PASSAGE TO READ.
++++++++++++++++++++

Nature of private property | Day 2: Nine-judge Bench says it’s essential to decide the position of Article 31C
Nature of private propertyJudges: D.Y. Chandrachud CJI, Hrishikesh Roy J, B.V. Nagarathna J, Sudhanshu Dhulia J, J.B. Pardiwala J, Manoj Misra J, Rajesh Bindal J, S.C. Sharma J, A.G. Masih J
Today, a nine-judge Constitution Bench of the Supreme Court continued to hear the case to decide whether “material resources of the community” under Article 39(b) included private property.
More specifically, the Bench is hearing challenges to Chapter VIIIA of the Maharashtra Housing and Area Development Act, 1976 (MHADA). Introduced in 1986, this Chapter allowed the Mumbai Building Repair and Reconstruction Board (MBRRB) to acquire certain “cessed properties” for restoration purposes with the consent of 70 percent of the residents.
Yesterday, the Bench had steered clear of venturing into the constitutional position of Article 31C, a saving provision for laws enacted to give effect to Directive Principles of State Policy. Echoing the view adopted by Solicitor General Tushar Mehta, they reasoned that the reference before them was limited to the scope of Article 39(b). “It’s very clear that the ambit of the reference to nine judges is squarely only on the content of 39(b),” the Chief Justice had said.

++++++++++++++++++++

Decide whether each statement agrees with the court report on the nine-judge hearing: (a) Chapter VIIIA of the MHADA was introduced in 1986; (b) the MBRRB could acquire cessed properties with the consent of half the residents; (c) on the previous day, the Bench took up the constitutional position of Article 31C. For each, answer yes or no and quote the deciding words of the court report.

++++++++++++++++++++

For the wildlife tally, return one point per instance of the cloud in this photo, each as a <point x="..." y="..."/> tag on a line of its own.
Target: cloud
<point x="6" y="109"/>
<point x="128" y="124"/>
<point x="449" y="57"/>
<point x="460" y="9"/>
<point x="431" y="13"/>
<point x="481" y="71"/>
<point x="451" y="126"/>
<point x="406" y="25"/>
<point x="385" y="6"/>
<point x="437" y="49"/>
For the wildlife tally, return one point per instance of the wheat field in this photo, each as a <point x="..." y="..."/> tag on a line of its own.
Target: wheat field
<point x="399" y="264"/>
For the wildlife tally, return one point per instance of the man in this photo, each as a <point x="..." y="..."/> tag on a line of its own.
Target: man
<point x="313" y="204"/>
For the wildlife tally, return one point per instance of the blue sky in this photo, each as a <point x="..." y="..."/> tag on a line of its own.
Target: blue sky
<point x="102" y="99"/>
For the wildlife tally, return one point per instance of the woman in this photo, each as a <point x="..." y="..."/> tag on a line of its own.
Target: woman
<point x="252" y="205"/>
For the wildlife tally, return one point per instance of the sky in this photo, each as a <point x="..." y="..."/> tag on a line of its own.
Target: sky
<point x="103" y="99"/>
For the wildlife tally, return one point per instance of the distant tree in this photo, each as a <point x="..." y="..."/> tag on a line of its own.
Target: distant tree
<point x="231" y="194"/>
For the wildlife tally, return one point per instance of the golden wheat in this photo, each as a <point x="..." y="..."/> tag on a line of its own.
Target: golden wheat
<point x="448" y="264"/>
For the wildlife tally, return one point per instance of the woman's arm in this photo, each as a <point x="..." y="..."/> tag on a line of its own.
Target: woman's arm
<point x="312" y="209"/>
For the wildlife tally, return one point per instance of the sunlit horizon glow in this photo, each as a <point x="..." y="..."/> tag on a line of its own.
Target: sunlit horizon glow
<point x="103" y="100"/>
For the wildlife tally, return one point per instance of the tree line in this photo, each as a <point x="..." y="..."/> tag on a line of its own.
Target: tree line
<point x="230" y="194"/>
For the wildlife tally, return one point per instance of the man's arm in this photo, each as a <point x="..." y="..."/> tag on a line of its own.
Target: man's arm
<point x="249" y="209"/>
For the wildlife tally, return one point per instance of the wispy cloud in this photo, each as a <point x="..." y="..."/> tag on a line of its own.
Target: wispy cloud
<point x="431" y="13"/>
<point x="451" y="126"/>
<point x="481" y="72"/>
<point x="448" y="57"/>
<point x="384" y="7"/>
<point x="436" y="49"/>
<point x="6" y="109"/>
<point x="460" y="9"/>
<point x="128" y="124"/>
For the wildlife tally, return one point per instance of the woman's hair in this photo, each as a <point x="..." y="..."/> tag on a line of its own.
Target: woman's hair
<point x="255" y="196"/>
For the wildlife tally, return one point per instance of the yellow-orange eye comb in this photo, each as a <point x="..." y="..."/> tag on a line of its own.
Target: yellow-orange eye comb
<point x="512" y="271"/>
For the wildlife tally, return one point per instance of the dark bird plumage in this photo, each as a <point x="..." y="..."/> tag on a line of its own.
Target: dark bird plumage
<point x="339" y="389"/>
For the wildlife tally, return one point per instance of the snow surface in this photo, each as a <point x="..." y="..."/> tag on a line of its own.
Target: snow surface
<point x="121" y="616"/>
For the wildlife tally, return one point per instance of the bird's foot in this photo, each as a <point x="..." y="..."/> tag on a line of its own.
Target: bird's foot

++++++++++++++++++++

ANSWER TO THE PROBLEM.
(a) Yes: "Introduced in 1986"
(b) No: "with the consent of 70 percent of the residents"
(c) No: "the Bench had steered clear of venturing into the constitutional position of Article 31C"